**Reading passage**
[Start of Attachment]

There are an impressive seven main stages, plus lots of stalls and shops with a large funfair, including a Big Wheel. T in the Park has links with the Irish festival Oxegen and takes place on the same weekend and the two festivals share some of the line-ups.
- Balado, Kinross-shire, July
An annual music festival that takes place in Suffolk, it started in July 2006 and in the first year Snow Patrol and The Zutons headlined. 2010, was a big year as Florence and the Machine and Belle & Sebastian headlined.
Latitude has a European feel to it, along with the four main stages; there’s also the opportunity to enjoy some art, comedy, poetry and theatre amongst other activities.
There’s also a family campsite if you’re planning to bring the children.
- Henham Park, Southwold, July
Reading & Leeds Festival
This is an interesting event, music fans in the north head to Leeds, whilst southerners make their way to Reading. The same artists play at both venues, they just headline on different nights.

[End of Attachment]

**Task statement**
Please write out the festival passage in full, word for word. Rely on the festival passage alone.

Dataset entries
[Start of Attachment]

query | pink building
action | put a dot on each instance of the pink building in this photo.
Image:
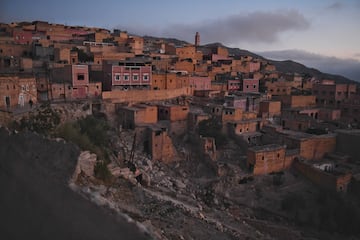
(200, 83)
(127, 75)
(22, 37)
(72, 82)
(233, 85)
(250, 85)
(254, 67)
(80, 80)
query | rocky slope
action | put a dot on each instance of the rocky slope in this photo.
(36, 202)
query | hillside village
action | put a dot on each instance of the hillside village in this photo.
(184, 112)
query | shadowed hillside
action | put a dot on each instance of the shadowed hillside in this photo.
(36, 202)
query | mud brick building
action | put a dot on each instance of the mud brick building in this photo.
(72, 82)
(267, 159)
(16, 90)
(296, 101)
(173, 112)
(250, 85)
(160, 144)
(131, 116)
(269, 108)
(329, 93)
(279, 87)
(124, 75)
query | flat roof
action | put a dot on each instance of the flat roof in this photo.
(265, 148)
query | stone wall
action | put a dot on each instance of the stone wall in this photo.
(338, 182)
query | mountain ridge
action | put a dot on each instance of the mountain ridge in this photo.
(285, 66)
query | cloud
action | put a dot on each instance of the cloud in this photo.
(335, 6)
(349, 68)
(259, 26)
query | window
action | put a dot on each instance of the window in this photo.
(135, 77)
(81, 76)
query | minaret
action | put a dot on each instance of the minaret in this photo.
(197, 39)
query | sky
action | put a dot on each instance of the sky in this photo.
(324, 34)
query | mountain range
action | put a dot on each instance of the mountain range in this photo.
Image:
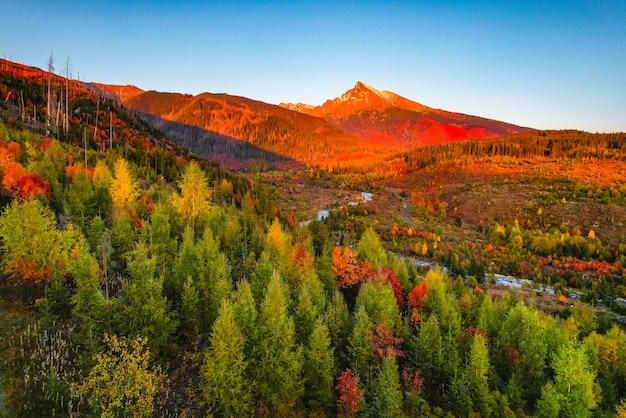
(237, 131)
(384, 117)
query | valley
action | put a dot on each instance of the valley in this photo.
(163, 254)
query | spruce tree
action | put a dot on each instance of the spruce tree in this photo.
(280, 359)
(318, 368)
(226, 387)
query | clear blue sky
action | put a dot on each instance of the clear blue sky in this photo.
(545, 64)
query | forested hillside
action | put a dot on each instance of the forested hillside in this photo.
(212, 306)
(138, 280)
(221, 127)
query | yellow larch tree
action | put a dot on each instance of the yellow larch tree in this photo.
(193, 200)
(124, 188)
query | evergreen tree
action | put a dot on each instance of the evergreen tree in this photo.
(188, 264)
(370, 248)
(318, 369)
(279, 358)
(226, 387)
(388, 393)
(337, 318)
(574, 381)
(359, 345)
(305, 315)
(147, 312)
(476, 372)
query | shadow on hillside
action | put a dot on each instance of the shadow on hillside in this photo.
(229, 152)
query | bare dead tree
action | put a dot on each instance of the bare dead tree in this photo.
(50, 70)
(110, 130)
(66, 119)
(95, 129)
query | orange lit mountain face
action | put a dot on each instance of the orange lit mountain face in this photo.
(292, 134)
(382, 117)
(115, 92)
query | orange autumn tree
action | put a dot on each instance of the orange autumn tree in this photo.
(349, 271)
(416, 300)
(34, 251)
(16, 181)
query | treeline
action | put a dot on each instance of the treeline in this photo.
(124, 295)
(526, 145)
(266, 129)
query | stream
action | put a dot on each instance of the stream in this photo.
(364, 197)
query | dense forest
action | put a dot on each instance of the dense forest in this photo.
(125, 296)
(137, 280)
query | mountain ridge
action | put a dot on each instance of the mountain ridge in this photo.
(384, 117)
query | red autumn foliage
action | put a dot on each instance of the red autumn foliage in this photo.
(349, 394)
(32, 185)
(384, 342)
(413, 382)
(392, 280)
(17, 182)
(348, 270)
(417, 295)
(15, 149)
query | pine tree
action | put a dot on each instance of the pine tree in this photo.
(88, 300)
(388, 392)
(226, 387)
(318, 369)
(359, 345)
(476, 371)
(280, 359)
(147, 312)
(188, 264)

[End of Attachment]

**Response below**
There are an impressive seven main stages, plus lots of stalls and shops with a large funfair, including a Big Wheel. T in the Park has links with the Irish festival Oxegen and takes place on the same weekend and the two festivals share some of the line-ups.
- Balado, Kinross-shire, July
An annual music festival that takes place in Suffolk, it started in July 2006 and in the first year Snow Patrol and The Zutons headlined. 2010, was a big year as Florence and the Machine and Belle & Sebastian headlined.
Latitude has a European feel to it, along with the four main stages; there’s also the opportunity to enjoy some art, comedy, poetry and theatre amongst other activities.
There’s also a family campsite if you’re planning to bring the children.
- Henham Park, Southwold, July
Reading & Leeds Festival
This is an interesting event, music fans in the north head to Leeds, whilst southerners make their way to Reading. The same artists play at both venues, they just headline on different nights.